Exercise goal:
Copy exactly the lines of the material below that run from the one containing "Query: train windshield" through the one containing "396, row 237.". Copy no other lines.

- Opening Delimiter -

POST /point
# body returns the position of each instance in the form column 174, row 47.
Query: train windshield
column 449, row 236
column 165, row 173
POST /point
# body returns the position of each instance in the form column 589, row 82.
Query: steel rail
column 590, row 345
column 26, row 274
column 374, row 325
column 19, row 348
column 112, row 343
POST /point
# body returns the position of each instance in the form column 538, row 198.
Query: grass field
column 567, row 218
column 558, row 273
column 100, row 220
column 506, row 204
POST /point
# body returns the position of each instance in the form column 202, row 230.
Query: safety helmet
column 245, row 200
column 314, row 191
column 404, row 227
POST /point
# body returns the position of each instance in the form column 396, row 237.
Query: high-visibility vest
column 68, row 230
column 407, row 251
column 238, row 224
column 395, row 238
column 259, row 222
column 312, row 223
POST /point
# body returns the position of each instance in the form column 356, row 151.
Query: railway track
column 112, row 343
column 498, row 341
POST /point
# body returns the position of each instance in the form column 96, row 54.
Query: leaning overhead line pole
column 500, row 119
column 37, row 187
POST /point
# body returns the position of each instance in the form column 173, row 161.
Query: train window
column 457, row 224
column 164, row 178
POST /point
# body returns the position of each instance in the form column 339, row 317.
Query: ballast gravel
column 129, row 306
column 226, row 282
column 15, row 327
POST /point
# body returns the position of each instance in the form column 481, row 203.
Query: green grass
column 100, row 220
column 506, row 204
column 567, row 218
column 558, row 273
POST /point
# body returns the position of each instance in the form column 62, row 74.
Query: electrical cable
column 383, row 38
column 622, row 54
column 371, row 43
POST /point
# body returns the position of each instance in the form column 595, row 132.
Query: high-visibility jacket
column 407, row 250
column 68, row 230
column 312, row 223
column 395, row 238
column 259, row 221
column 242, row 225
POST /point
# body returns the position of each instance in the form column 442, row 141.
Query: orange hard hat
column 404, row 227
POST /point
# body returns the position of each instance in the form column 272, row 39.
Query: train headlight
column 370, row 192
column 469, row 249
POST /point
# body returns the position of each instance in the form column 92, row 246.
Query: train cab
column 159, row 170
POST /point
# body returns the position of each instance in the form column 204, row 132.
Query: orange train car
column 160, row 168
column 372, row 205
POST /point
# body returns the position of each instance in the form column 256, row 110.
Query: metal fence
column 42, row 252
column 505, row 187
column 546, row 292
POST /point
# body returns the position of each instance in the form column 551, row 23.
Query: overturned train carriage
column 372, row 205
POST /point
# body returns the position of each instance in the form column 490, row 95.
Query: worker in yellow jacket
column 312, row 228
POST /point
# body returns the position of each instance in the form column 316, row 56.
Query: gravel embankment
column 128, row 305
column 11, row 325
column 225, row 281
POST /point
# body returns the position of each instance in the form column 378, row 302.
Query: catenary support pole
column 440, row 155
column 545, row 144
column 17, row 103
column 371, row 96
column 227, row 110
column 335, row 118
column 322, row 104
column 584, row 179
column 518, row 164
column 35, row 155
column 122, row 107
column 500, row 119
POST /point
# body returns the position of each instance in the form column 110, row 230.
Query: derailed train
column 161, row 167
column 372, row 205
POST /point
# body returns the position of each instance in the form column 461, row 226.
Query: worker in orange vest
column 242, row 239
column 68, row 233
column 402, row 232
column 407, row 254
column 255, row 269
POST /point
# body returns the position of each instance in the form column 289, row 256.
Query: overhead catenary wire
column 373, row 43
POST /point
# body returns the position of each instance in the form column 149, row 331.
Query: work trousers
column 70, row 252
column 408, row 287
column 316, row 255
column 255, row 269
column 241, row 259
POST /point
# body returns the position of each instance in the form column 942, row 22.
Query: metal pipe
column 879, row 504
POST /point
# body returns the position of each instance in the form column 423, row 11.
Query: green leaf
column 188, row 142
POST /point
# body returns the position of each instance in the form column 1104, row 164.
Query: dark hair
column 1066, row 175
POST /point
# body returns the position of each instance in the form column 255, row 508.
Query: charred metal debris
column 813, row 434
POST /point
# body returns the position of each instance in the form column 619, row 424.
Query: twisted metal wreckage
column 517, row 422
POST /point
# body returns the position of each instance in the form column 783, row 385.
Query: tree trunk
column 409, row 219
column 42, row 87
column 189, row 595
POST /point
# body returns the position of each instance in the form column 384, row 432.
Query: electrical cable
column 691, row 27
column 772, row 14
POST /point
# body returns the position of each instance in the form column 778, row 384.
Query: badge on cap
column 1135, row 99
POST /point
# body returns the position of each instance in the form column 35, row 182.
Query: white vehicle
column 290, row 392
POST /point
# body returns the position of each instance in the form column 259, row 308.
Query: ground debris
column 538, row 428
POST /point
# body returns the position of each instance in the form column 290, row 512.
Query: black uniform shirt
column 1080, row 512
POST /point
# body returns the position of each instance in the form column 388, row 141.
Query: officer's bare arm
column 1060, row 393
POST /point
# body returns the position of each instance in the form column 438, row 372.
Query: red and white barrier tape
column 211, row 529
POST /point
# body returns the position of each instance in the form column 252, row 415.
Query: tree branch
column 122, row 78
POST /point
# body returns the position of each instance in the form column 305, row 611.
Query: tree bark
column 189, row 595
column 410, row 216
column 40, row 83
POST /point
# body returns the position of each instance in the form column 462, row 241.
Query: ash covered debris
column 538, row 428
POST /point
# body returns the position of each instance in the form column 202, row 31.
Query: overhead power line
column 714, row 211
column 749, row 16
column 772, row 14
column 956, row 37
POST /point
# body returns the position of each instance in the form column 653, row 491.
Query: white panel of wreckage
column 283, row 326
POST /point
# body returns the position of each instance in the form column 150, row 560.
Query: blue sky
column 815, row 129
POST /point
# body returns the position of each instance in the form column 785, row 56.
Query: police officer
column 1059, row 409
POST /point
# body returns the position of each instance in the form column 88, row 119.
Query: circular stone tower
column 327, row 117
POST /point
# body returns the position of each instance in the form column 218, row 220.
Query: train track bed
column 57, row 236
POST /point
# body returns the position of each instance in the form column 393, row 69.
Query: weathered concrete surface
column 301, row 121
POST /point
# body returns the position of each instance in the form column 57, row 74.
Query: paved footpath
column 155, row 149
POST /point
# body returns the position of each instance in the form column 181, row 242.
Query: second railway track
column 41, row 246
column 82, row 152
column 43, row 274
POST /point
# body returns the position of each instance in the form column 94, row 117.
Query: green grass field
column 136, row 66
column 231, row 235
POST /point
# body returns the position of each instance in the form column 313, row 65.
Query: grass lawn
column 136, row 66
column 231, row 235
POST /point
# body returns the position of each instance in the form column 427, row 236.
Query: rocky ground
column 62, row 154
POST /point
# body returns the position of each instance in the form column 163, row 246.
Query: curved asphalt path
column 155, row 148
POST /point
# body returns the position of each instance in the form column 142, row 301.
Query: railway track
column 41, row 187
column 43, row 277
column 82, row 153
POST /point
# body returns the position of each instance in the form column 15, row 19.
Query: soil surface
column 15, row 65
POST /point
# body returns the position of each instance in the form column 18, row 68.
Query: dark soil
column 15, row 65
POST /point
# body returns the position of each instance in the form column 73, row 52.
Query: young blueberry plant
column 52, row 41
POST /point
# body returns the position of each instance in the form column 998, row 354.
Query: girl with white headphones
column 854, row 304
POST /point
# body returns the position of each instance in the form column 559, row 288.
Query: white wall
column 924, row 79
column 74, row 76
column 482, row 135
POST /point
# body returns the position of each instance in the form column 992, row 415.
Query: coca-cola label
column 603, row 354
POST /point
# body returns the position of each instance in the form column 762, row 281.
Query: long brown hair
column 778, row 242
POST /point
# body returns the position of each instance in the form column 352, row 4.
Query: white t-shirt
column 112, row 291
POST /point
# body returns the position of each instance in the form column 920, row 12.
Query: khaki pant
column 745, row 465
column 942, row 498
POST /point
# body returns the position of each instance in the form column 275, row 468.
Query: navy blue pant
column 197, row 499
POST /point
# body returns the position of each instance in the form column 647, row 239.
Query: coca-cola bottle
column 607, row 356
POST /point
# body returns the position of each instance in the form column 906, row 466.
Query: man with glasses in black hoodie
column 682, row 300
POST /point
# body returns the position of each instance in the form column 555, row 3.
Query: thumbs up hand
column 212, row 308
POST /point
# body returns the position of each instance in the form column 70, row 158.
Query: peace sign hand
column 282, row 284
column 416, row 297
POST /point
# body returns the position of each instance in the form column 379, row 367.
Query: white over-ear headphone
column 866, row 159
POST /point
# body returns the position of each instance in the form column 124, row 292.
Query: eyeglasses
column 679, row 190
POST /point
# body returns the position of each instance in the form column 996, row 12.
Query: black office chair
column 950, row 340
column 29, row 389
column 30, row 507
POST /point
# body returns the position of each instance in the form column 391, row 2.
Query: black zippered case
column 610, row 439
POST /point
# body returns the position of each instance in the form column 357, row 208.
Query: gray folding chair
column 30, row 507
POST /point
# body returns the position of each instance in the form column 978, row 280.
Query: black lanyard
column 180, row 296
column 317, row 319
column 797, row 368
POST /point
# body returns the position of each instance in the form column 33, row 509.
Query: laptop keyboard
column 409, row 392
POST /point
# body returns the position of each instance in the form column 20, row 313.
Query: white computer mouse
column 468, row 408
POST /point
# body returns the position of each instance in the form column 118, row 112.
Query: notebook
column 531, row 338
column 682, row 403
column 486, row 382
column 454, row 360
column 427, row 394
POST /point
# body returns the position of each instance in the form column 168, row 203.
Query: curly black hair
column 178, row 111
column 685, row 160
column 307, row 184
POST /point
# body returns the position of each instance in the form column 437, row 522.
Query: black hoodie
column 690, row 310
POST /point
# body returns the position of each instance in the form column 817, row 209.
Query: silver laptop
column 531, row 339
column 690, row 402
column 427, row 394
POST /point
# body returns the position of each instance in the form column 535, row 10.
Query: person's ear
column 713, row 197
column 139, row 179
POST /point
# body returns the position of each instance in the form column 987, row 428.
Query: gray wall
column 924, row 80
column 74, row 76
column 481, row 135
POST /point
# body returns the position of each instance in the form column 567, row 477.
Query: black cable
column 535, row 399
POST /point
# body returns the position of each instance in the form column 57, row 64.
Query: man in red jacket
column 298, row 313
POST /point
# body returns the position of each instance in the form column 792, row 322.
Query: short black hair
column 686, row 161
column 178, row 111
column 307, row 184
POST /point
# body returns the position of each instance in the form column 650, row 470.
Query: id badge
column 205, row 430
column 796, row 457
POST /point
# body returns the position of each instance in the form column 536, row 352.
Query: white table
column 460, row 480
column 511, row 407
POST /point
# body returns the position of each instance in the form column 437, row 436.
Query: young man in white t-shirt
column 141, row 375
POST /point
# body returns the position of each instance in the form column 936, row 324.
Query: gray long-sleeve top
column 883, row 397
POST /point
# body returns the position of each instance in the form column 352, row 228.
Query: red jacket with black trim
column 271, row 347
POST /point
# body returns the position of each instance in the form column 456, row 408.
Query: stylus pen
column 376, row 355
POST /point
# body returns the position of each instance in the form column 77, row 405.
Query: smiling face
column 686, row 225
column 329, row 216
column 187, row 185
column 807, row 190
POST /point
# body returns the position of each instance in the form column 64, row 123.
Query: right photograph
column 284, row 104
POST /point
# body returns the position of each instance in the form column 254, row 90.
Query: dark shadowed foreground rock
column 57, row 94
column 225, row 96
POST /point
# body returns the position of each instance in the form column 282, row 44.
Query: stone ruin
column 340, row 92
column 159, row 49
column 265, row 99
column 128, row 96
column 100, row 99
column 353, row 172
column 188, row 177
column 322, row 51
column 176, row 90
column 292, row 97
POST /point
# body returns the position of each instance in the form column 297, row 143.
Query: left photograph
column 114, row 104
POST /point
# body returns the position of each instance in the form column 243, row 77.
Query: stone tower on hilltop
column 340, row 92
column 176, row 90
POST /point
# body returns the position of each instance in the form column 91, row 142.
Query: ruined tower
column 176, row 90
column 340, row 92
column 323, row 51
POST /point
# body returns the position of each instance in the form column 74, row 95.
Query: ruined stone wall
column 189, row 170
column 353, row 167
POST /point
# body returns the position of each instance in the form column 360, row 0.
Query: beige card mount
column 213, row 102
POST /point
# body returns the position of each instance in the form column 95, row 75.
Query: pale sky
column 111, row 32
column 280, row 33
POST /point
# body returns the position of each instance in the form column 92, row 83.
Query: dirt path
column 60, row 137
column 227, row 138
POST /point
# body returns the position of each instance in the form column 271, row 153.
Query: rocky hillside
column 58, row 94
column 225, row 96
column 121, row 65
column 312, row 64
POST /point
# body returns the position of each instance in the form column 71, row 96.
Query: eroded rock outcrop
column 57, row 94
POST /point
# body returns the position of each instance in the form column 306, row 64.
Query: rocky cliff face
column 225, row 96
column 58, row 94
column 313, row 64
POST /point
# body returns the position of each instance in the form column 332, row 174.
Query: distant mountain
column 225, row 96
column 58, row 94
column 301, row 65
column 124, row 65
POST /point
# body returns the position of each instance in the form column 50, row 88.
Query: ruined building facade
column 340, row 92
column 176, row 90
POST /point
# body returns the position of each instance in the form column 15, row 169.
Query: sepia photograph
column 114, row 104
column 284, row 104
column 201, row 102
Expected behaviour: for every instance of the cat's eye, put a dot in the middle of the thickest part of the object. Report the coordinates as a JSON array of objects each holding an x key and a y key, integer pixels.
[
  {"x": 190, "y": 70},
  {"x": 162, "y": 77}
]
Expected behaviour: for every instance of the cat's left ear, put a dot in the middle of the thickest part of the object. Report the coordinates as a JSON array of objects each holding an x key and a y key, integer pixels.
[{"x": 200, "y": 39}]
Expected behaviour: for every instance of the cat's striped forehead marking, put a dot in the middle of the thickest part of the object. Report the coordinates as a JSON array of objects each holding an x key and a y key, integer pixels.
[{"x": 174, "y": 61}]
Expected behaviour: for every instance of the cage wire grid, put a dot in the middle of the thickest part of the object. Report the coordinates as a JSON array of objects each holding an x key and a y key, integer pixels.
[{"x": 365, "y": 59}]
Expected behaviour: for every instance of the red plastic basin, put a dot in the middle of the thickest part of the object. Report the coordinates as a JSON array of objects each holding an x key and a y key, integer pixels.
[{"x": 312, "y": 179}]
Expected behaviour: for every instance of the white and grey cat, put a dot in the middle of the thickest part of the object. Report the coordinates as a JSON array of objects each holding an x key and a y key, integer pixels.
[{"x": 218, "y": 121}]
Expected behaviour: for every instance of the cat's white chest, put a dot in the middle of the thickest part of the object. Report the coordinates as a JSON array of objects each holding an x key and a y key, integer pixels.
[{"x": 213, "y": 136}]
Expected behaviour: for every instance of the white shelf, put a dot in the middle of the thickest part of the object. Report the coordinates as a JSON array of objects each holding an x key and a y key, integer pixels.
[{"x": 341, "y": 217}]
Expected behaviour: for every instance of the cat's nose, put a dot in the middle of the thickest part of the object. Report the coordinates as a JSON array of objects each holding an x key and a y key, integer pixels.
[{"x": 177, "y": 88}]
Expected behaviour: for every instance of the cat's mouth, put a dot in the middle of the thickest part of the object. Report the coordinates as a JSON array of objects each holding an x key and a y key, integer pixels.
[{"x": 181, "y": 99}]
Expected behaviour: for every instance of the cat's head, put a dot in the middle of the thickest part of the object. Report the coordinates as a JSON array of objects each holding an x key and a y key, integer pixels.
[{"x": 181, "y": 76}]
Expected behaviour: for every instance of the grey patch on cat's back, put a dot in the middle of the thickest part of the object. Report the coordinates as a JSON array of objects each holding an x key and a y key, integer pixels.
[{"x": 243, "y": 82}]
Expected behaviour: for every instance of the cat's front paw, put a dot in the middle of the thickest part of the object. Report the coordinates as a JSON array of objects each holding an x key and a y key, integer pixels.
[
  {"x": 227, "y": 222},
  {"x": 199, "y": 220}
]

- Closing Delimiter -

Result below:
Query: train windshield
column 449, row 236
column 165, row 173
POST /point
# body returns the position of each instance in the form column 589, row 82.
Query: steel rail
column 590, row 345
column 26, row 274
column 374, row 325
column 19, row 348
column 112, row 343
POST /point
# body returns the position of each instance in the form column 538, row 198.
Query: grass field
column 567, row 218
column 558, row 273
column 100, row 220
column 506, row 204
POST /point
# body returns the position of each instance in the form column 202, row 230.
Query: safety helmet
column 245, row 200
column 314, row 191
column 404, row 227
POST /point
# body returns the position of each instance in the form column 396, row 237.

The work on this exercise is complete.